## Given problem 1
Copy out, word for word, every line of the records from the one containing "For the evaluation set, spot each instance of the thumb" down to the end of the records, including both.

## Article

Planet of the Apes Order – Complete Watch Guide
The Planet of the Apes franchise spans ten films across three distinct continuities, presenting a unique challenge for viewers deciding where to start. From the 1968 original that redefined science fiction to the critically acclaimed reboot trilogy that began in 2011, the series offers two dramatically different entry points for new audiences. Understanding how these films connect—and which ones truly belong together—can make the difference between a confusing experience and a deeply rewarding journey through one of cinema’s most enduring sagas.
The franchise splits cleanly into three eras: the original five-film series from 1968 to 1973, Tim Burton’s standalone 2001 remake, and the modern reboot that launched with Rise of the Planet of the Apes and continued through 2024’s Kingdom of the Planet of the Apes. Each era tells its own story, and crucially, the reboots deliberately serve as prequels that lead directly into the 1968 film—meaning you can watch the modern films first and still experience the original’s famous twist without contradiction. This guide breaks down every watch order option, from strict release chronology to story-chronological arrangements that account for the franchise’s time-travel complications.
What Is the Best Planet of the Apes Watch Order?

## Given problem 2
Write the next part of the Planet of the Apes watch guide, starting after its final line.

(Pointing records)
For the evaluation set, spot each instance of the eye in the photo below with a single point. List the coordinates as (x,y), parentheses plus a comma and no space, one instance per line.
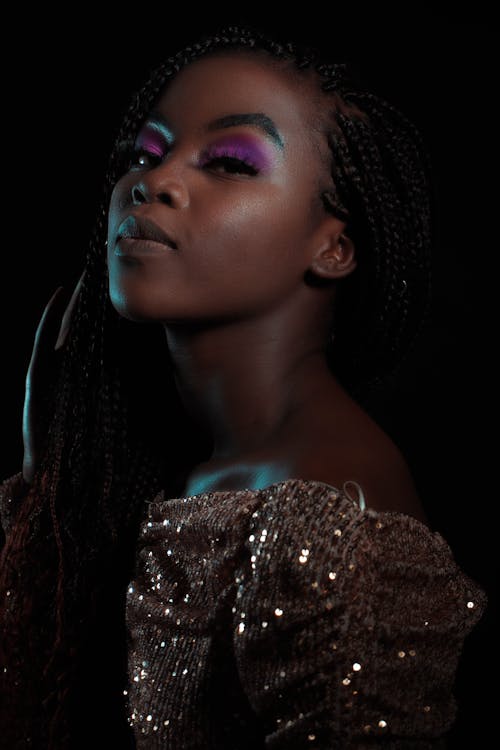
(143,159)
(231,165)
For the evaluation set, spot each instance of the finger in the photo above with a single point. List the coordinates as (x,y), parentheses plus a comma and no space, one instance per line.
(66,321)
(38,375)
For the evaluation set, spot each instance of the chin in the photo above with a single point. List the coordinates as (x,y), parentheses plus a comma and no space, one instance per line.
(129,307)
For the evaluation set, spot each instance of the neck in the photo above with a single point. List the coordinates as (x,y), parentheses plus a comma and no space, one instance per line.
(243,381)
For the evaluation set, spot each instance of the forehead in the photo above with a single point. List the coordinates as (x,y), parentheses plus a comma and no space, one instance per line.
(226,83)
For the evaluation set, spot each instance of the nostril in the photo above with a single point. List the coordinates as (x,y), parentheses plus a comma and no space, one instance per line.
(137,195)
(165,198)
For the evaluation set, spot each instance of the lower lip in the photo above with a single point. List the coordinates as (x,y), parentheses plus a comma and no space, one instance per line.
(133,247)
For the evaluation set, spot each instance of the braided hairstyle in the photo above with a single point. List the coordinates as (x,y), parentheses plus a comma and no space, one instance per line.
(116,436)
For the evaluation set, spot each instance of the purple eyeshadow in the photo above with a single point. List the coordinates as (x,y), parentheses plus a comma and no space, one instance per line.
(241,147)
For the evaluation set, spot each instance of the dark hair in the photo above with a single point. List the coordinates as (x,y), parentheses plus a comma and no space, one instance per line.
(112,444)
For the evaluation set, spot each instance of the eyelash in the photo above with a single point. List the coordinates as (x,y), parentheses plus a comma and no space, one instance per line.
(226,159)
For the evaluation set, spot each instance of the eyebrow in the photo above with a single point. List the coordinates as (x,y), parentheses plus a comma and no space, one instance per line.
(256,119)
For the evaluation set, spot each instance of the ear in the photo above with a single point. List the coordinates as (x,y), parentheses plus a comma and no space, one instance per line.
(333,251)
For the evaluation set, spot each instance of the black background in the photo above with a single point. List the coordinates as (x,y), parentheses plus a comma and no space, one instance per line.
(65,89)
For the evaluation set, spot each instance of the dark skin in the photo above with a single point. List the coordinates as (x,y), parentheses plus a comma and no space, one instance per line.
(246,332)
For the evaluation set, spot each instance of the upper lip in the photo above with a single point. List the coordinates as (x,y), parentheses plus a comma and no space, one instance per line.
(135,227)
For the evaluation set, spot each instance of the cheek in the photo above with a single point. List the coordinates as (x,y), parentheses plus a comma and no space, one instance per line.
(253,233)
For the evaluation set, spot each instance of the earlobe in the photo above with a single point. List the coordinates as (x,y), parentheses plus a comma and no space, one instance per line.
(335,258)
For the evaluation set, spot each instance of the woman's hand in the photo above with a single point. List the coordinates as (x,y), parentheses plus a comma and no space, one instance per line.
(50,336)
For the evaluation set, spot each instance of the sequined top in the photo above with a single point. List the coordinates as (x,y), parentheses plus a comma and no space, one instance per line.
(289,617)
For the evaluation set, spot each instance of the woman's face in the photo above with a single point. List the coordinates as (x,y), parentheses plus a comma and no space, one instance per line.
(238,197)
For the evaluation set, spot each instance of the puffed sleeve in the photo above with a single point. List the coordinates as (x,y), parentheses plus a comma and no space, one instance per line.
(348,625)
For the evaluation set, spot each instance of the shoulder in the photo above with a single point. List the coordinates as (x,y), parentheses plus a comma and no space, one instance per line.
(317,543)
(355,449)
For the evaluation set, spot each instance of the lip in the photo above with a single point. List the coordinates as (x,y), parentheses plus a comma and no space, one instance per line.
(141,236)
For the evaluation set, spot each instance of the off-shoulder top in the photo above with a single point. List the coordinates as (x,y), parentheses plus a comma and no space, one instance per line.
(291,617)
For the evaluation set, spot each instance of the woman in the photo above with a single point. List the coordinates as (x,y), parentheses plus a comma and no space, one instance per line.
(212,544)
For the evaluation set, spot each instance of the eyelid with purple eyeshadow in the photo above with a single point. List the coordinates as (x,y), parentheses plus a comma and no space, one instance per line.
(243,147)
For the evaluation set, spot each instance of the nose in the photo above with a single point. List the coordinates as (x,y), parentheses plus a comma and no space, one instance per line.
(162,186)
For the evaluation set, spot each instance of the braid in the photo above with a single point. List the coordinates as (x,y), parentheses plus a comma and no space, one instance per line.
(103,457)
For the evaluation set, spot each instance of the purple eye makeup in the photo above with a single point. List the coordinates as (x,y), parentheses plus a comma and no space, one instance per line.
(246,149)
(240,153)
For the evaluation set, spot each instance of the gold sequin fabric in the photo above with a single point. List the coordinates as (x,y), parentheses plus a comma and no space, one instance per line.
(288,618)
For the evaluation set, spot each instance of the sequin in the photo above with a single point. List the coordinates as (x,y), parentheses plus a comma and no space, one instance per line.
(261,564)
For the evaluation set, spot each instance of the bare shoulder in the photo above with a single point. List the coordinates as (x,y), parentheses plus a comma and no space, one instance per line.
(354,448)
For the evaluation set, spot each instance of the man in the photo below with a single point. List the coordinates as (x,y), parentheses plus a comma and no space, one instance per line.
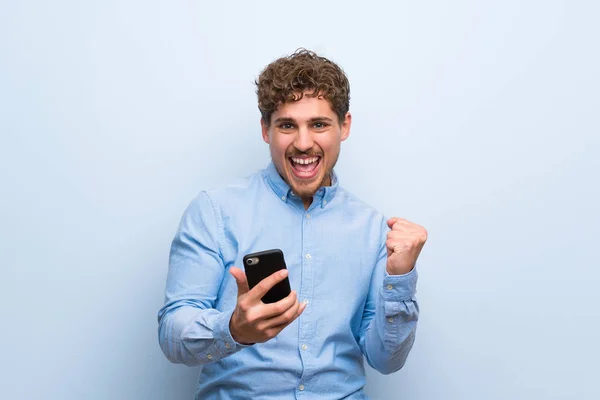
(351,271)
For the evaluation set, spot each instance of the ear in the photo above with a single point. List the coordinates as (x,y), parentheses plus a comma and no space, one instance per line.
(346,126)
(265,131)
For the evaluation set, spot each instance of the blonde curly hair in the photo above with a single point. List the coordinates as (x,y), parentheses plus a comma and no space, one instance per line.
(302,73)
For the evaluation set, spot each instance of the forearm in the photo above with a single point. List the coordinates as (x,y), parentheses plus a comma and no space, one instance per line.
(391,333)
(194,336)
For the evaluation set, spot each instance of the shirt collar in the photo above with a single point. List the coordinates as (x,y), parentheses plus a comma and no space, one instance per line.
(324,195)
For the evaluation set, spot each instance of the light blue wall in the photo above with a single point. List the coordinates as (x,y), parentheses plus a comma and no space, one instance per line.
(477,119)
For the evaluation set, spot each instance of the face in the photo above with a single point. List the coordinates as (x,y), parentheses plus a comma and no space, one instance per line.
(304,137)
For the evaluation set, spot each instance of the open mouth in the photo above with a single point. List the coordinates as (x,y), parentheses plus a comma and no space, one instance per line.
(305,167)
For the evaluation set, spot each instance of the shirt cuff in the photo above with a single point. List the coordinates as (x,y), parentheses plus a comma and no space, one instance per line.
(225,342)
(400,287)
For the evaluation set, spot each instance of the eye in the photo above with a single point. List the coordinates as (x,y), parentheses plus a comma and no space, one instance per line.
(320,125)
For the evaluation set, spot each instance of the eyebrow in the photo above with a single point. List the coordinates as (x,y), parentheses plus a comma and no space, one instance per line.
(289,119)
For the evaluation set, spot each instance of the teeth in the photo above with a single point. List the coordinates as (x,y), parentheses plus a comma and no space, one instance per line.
(305,160)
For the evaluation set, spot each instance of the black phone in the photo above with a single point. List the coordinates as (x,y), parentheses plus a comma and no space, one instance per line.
(260,265)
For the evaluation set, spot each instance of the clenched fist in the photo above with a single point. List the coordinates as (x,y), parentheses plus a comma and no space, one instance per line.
(404,243)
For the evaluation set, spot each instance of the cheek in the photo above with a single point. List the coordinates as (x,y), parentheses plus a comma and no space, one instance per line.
(280,144)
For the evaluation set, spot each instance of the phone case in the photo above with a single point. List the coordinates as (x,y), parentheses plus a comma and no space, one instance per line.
(262,264)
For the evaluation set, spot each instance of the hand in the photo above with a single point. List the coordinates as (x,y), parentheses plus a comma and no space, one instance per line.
(252,320)
(404,243)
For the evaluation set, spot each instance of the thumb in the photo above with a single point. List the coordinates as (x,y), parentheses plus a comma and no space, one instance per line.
(392,221)
(240,279)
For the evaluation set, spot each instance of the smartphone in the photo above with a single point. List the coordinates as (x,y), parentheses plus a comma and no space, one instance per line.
(260,265)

## Right answer 1
For the evaluation set, spot each instance of the thumb in the photo above with a single point. List the coordinates as (x,y), parentheses plus a comma and no space, one instance per line.
(392,221)
(240,279)
For the evaluation set, spot each instance of the smartphone in the photo above with a single point. List the coordinates as (x,y), parentheses plus a comma and no space, one instance per line.
(260,265)

## Right answer 2
Most franchise guides recommend the reboot-first approach for new viewers, though the “best” order ultimately depends on what you want from the series. The four modern films—Rise (2011), Dawn (2014), War (2017), and Kingdom (2024)—form a self-contained prequel story that builds toward the original 1968 setting, while the five original films represent a complete, if dated, saga from a different era of filmmaking. The 2001 remake exists in its own category entirely, disconnected from both continuities.
Total Films: 10 across three eras (1968-1973 originals, 2001 remake, 2011-2024 reboots)
The franchise covers more than five decades of cinema, from the practical effects of the late 1960s to the motion-capture technology that defined Caesar’s journey in the modern series. Each era appeals to different sensibilities: original fans appreciate the campier, dialogue-driven approach, while newer entries showcase groundbreaking visual effects and complex moral frameworks. Understanding this distinction helps set realistic expectations before diving in.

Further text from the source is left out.